▶ _What to do_: Copy everything from the line containing "shown by (99,593)." down to the end of the entries, requests included. Shift each coordinate in the answer points up by 128, and leave the numbers in the requests and their sample pairs as they are.

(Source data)

==================================================

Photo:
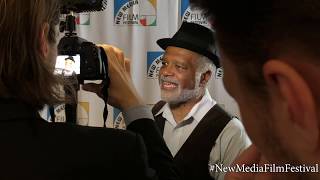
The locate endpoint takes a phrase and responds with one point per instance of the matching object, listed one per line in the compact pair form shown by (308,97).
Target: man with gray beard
(197,131)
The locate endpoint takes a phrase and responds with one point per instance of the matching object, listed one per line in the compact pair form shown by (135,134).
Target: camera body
(93,60)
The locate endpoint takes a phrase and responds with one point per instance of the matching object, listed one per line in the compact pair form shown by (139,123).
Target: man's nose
(167,70)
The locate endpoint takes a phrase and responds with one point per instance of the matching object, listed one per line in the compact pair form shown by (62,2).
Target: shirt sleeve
(229,144)
(135,113)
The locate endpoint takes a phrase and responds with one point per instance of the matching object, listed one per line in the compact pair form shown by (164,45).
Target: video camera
(90,60)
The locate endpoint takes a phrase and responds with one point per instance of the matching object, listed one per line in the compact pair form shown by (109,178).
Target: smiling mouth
(168,85)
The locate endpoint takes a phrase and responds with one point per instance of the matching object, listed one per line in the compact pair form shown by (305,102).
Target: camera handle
(104,90)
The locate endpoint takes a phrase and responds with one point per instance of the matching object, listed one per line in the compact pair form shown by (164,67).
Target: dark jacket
(32,148)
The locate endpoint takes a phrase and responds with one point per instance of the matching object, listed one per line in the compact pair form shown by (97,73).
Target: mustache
(166,79)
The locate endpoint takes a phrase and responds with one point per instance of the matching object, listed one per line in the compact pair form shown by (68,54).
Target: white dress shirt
(231,141)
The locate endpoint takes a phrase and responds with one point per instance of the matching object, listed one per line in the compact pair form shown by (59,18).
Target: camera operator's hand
(122,93)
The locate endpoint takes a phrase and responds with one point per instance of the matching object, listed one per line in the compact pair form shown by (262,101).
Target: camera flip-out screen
(67,65)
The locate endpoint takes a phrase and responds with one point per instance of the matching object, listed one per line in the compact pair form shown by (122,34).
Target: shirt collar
(197,112)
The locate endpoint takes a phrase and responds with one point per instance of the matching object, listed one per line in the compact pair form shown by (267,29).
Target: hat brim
(165,42)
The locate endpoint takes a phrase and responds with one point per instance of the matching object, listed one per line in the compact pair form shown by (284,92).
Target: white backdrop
(135,26)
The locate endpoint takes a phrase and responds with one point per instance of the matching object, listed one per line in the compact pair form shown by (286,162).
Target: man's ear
(293,107)
(205,77)
(44,45)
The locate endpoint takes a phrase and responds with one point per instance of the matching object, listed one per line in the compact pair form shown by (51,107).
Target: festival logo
(135,12)
(192,15)
(154,64)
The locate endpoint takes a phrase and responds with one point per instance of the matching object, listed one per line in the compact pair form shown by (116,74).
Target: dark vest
(193,157)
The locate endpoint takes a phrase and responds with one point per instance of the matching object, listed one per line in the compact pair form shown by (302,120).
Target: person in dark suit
(270,53)
(34,149)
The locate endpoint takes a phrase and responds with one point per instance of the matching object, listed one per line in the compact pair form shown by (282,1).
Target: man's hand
(122,93)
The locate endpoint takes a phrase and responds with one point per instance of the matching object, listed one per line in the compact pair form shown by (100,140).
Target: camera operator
(32,148)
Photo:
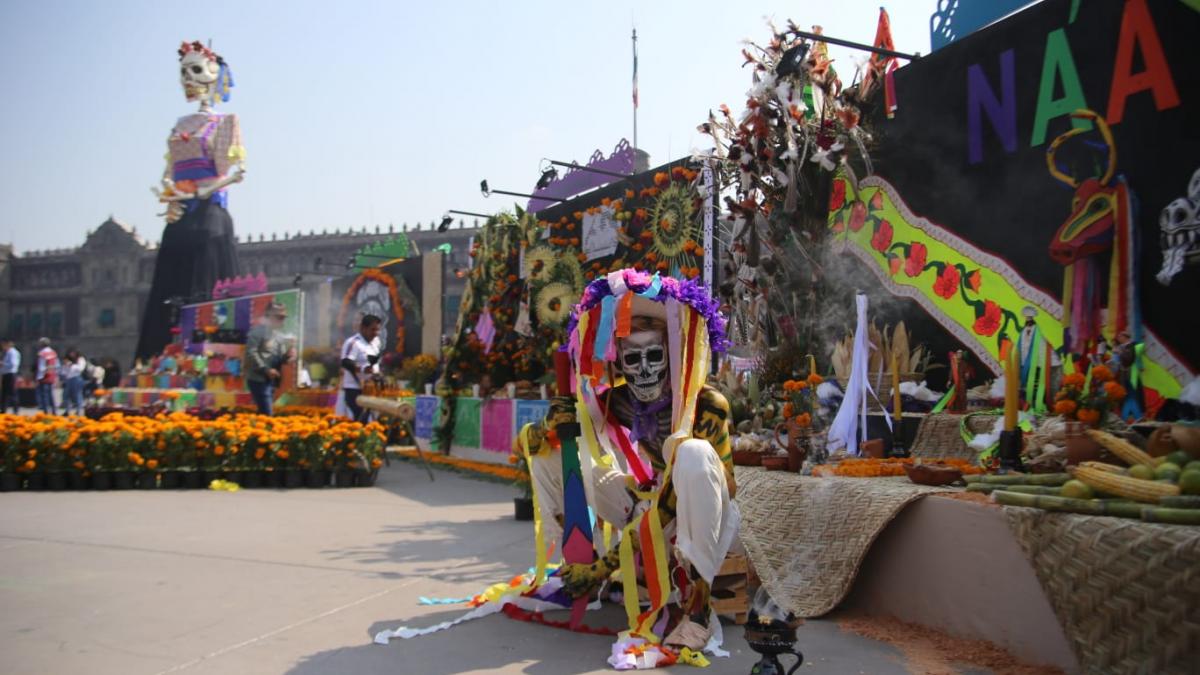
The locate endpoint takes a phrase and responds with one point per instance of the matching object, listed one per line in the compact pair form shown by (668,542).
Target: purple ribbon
(646,418)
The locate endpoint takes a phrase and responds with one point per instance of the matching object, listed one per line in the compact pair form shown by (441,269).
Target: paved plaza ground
(298,581)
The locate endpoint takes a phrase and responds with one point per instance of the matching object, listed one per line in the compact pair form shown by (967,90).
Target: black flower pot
(171,479)
(343,478)
(366,478)
(10,482)
(522,508)
(123,479)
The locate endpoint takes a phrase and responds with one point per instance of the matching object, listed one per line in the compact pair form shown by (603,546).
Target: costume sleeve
(227,149)
(712,424)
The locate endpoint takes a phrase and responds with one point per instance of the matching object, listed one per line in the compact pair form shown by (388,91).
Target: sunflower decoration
(539,263)
(672,225)
(553,303)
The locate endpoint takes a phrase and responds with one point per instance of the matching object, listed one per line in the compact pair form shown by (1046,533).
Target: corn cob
(1125,449)
(1019,479)
(1182,501)
(1089,507)
(1125,485)
(1103,466)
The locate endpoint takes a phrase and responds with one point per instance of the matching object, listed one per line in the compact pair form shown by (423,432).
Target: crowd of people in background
(73,374)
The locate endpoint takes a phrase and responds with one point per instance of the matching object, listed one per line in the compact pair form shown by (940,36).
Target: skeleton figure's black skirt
(197,251)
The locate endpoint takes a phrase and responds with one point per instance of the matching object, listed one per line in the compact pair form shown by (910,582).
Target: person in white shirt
(73,364)
(360,362)
(9,374)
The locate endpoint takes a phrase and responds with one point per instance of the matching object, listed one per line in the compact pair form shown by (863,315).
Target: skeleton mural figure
(694,488)
(1180,222)
(204,156)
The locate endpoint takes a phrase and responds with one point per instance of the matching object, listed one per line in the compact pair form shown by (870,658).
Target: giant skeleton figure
(695,505)
(204,156)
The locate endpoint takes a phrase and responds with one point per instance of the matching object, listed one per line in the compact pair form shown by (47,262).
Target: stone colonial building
(91,297)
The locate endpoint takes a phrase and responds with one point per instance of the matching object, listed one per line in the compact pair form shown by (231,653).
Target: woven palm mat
(808,536)
(1126,592)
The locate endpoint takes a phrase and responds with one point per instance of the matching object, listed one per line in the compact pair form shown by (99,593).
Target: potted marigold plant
(801,406)
(1085,401)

==================================================

▶ _Expected answer_:
The locate endpoint takes a phrase and responds with one point per instance of the matching object, listed one per line in the compact pair form shown by (99,593).
Target: potted marigold plant
(929,534)
(1213,529)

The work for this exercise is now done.